## Supplied passage
Asleep in Anxiety

Asleep in Anxiety
Genesis 7, Psalm 3-4

There are wounded people all around the world. There are people whose lives are under constant threat from enemies. There are people whose lives are under constant strain of economic instability. There are people whose lives are marked by constant floods and the daily concern of what to eat and drink.

Enter Psalms 3-4. “Lord, how many are my foes! How many rise up against me? Many are saying of me, ‘God will not deliver him.’” We are entering the prayer of someone whose life is in serious danger. This is a person who says ‘tens of thousands assail [me] on every side’ (6). (Well, he says he will not ‘fear’ them, but even if its merely hyperbole, the point is the same: This is a person in serious trouble from other humans.) The story of Absalom’s rebellion against David is a terrible tragedy and David must have truly felt that the world was against him.

Still David can say, “I lie down and sleep; I wake again, because the Lord sustains me.”

As the reader of the Psalms, or the prayer of the Psalter, moves into Psalm 4 he is confronted with a similar situation. Here is someone calling out to God because he is in trouble again. “Give me relief from my distress; have mercy on me and hear my prayer.” I suspect that during much of the day such prayers are going up before God and I have no doubts that he hears all these cries of the oppressed. It could be that this Psalm speaks very poignantly to our current situation in America: “Many, Lord, are asking, ‘Who will bring us prosperity?’”

Again, the Psalmist writes, “In peace I will lie down and sleep, for you alone, Lord, make me dwell in safety.”

I’m confused. I thought, and I could be wrong, that we smart people were supposed to stay awake all night long and worry about the turmoil in our lives? You know, like when the world (‘tens of thousands’) are rising up against us; or when the economy (‘grain and new wine’) is faltering.  I thought we were supposed to struggle through these things, fill ourselves up with all sorts of anxiety and fear and turmoil and stress and allow these things to slowly dismantle us from the inside to the outside. I don’t remember anywhere being told that we should, let alone can, sleep during times of discomfort and distress.

Kind of makes me wonder if Noah ever had any sleepless nights, full of restless anxiety, while he was on the ark full of animals, his children, and his wife. Nah.

## Study material

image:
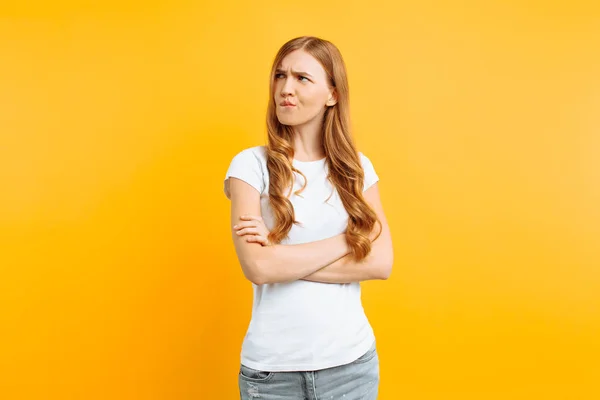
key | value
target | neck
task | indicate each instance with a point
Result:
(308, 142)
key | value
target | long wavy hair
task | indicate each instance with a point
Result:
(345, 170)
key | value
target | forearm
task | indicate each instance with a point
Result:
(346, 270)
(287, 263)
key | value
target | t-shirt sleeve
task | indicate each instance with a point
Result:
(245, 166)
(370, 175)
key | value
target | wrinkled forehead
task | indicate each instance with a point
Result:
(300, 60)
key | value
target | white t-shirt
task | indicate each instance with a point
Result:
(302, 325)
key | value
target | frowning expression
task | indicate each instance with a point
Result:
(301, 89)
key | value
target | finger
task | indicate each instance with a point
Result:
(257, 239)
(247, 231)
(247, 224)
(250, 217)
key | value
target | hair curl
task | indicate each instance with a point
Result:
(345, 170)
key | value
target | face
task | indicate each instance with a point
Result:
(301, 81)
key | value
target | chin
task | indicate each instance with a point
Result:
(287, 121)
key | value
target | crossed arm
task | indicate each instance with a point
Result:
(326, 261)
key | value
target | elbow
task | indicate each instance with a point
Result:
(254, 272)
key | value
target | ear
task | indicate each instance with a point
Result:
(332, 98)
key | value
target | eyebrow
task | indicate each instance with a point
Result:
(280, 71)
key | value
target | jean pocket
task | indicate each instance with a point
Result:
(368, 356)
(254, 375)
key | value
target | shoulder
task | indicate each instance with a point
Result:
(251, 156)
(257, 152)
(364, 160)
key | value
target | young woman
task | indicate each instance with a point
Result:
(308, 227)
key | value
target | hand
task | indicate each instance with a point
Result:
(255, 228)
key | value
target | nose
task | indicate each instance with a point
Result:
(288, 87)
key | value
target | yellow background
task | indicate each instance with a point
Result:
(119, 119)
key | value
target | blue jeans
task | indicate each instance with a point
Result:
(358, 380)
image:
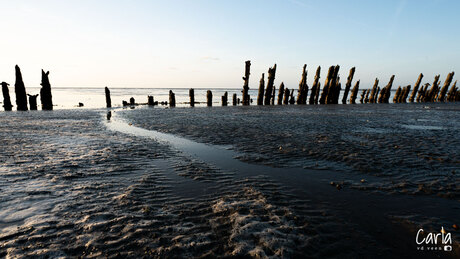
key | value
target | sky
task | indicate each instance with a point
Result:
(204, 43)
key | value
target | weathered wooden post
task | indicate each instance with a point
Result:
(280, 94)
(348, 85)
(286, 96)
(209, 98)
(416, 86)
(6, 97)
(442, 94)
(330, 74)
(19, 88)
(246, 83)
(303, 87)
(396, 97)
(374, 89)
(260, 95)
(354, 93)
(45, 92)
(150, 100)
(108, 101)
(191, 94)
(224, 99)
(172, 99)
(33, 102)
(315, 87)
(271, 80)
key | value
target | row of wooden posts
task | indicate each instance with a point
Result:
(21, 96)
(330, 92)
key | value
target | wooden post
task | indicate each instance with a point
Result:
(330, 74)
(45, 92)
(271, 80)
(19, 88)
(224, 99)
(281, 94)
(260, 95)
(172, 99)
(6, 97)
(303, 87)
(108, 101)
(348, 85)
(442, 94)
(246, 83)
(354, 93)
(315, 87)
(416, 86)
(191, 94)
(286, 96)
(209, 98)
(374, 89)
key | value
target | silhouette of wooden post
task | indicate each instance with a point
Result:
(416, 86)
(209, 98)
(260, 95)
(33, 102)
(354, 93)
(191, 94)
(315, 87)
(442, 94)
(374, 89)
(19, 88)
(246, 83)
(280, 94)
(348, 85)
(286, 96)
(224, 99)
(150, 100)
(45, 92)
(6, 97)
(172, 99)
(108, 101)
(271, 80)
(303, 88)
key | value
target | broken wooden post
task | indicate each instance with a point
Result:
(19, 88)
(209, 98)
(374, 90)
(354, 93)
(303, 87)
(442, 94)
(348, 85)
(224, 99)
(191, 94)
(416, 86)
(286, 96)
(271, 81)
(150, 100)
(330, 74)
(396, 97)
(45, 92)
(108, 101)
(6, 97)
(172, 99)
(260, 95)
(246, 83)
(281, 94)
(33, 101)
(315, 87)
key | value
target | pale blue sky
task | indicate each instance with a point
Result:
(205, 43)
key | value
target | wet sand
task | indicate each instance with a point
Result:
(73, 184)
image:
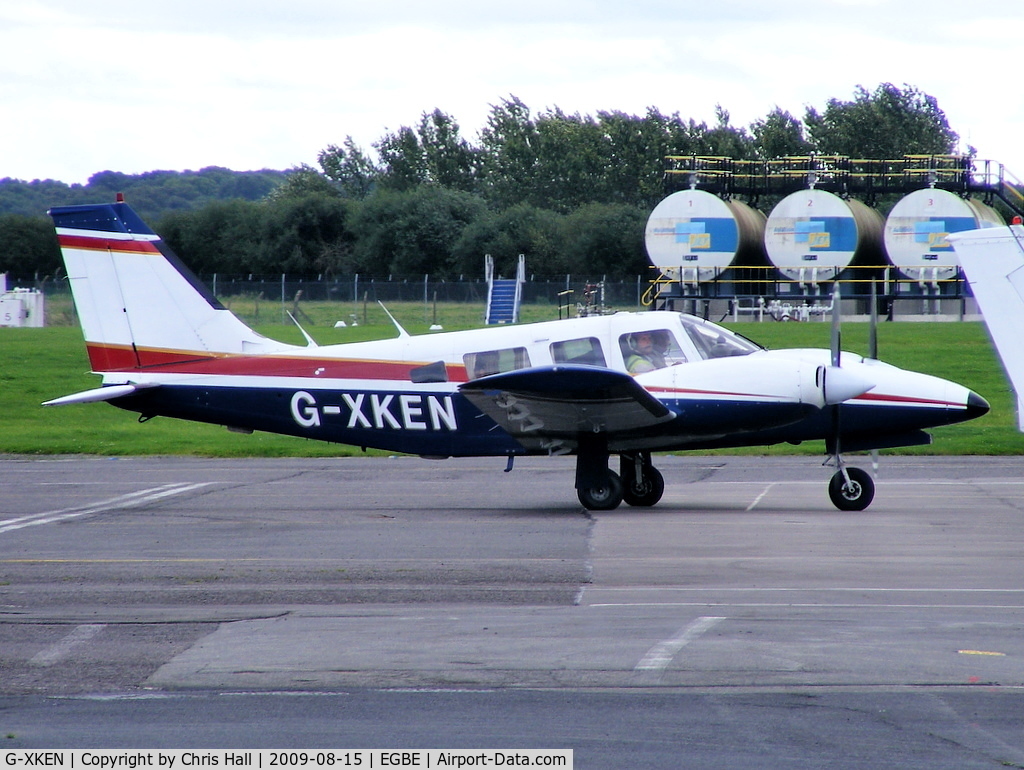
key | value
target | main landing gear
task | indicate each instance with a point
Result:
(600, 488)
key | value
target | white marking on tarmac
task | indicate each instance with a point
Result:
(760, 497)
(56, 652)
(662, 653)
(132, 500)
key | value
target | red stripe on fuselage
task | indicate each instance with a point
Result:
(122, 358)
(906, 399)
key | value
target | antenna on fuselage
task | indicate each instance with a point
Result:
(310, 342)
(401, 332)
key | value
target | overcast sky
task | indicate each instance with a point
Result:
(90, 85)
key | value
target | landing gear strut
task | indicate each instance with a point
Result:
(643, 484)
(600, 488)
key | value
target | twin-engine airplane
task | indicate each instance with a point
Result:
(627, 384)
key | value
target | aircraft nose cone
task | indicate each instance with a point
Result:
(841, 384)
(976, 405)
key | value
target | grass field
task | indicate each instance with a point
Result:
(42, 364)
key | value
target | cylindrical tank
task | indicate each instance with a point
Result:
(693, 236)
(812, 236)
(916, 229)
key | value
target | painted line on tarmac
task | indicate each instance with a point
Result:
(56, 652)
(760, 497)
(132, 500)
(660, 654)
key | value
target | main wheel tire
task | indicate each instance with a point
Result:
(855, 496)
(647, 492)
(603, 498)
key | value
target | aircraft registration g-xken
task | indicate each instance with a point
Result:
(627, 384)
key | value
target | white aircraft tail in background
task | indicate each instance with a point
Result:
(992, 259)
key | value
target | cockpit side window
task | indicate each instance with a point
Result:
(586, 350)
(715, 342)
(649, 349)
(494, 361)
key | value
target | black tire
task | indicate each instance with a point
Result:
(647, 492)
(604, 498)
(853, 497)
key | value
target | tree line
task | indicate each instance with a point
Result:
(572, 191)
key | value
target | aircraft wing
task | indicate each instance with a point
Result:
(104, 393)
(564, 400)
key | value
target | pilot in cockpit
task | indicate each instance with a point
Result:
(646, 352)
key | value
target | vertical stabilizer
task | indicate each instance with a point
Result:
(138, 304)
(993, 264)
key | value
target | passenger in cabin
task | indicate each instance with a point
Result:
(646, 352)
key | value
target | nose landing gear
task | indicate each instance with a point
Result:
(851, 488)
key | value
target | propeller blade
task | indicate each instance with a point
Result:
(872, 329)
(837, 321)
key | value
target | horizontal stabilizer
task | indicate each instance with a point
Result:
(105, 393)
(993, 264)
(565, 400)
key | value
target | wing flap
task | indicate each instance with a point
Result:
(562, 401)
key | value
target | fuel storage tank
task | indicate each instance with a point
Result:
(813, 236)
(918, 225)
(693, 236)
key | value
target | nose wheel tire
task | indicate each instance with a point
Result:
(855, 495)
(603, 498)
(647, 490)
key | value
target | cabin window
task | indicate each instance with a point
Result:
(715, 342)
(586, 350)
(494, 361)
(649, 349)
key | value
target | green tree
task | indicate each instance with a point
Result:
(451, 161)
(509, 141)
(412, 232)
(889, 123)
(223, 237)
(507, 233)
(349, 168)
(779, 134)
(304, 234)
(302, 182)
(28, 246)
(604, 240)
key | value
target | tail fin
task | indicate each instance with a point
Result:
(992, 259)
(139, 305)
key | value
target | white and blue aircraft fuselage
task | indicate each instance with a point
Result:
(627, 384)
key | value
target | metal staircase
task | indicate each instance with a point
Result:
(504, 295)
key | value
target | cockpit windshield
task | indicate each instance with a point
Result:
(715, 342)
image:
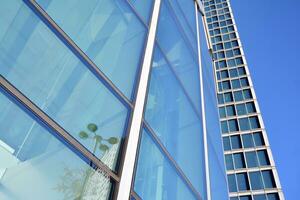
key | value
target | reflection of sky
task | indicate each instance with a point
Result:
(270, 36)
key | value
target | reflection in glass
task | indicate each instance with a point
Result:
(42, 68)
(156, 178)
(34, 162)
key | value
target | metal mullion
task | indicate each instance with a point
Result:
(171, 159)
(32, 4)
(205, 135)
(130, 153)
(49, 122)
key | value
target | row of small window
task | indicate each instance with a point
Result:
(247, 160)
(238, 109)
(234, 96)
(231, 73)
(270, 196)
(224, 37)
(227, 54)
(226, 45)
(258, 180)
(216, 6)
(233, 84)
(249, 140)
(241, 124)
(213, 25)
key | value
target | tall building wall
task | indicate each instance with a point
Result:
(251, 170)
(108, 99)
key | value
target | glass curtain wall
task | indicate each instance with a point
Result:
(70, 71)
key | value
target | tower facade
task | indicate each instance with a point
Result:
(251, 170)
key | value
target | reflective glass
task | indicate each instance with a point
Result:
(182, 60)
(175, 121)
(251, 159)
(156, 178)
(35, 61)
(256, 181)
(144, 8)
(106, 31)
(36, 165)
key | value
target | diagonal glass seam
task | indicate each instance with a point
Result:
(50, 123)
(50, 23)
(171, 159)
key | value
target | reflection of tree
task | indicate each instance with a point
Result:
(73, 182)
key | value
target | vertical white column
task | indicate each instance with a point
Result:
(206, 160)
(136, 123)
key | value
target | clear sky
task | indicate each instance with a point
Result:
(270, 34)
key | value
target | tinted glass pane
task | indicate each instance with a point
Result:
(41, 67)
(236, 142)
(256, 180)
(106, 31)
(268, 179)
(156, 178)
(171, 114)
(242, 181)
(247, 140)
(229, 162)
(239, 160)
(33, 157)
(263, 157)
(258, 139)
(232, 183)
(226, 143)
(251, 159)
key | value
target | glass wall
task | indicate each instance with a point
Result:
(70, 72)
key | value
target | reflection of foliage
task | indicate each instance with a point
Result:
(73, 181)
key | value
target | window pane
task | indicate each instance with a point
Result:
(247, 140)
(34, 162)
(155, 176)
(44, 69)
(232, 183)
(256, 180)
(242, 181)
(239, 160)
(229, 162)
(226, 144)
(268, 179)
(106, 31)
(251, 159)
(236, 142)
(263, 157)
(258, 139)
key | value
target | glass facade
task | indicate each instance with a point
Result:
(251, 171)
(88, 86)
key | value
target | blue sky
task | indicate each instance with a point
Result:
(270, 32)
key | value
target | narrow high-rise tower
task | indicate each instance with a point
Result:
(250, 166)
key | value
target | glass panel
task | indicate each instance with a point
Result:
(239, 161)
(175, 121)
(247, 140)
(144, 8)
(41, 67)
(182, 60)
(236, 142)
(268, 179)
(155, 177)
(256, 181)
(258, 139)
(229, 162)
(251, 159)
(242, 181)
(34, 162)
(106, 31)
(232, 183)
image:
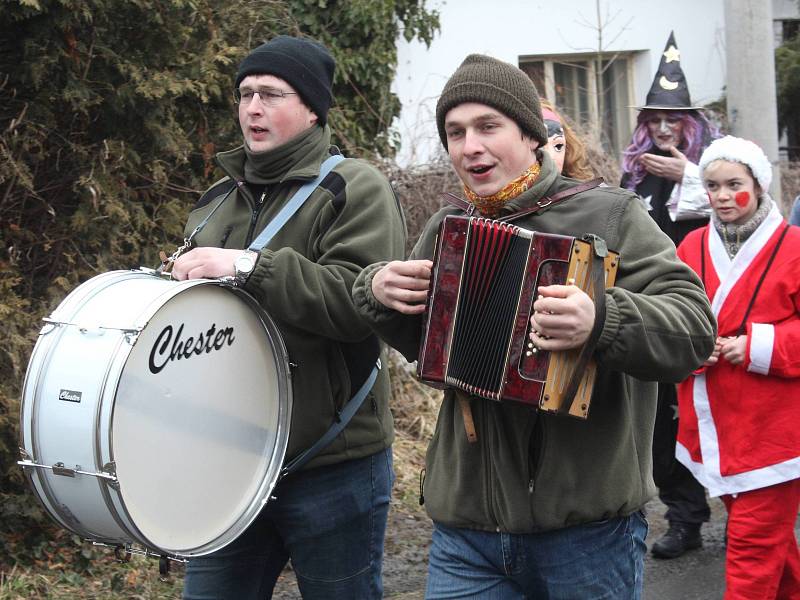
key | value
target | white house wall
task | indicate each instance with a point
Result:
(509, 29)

## Task item
Proceed with the devotional piece on Psalms 3–4 and sleep amid anxiety, picking up after its final sentence. The material has no connection to the devotional piece on Psalms 3–4.

## Written answer
Asleep in anxiety? Can it be? At some point the Psalmist realized that he was in so deep, surrounded by so many, undone by so many struggling economic issues that if God would not rescue him or could not rescue him then he was hopeless. I think it takes just enough faith to allow us to sleep well. You might say there is a fine line between faith and fatalism. Still, it seems to me that when we don’t sleep well in the midst of all such turmoil it is likely because we are not trusting in God who is able to rescue us. (See Shadrach, Meshach and Abednego in Daniel’s Gospel.)

Is it naïve of me to think that rest can come so easily? I don’t know. In Psalm 3, David is confident that the Lord will answer his prayers (v 4). In Psalm 4, David is not so confident (v 1-2). David sleeps either way. It seems to me then that there is a sort of faith that is even greater than the mere expectation of an answered prayer. That is, David puts his faith and hope and confidence in the God who hears prayers (4:3), not in the answers (either with thunder or silence) to the prayers.

It seems to me that there is a peace that transcends the circumstance and confounds the flesh. David continues to pray. Sometimes he hears the voice of God shake the world from ‘his holy mountain’ (3:4) Sometimes David has to keep beating on the doors and pleading for God to hear him while he is being humiliated and embarrassed (4:2). Still, David sleeps; rests.

I wish I had that sort of faith. I wish I had the sort of faith that could sleep well regardless of whether or not God answers the prayers. I wish I had the sort of faith that is more confident in God than in my ability to rattle the heavens with words and petitions. I wish I had the sort of faith that could sleep through a storm, or a flood, or an economic downturn.

These Psalms really challenge our ideas of confidence.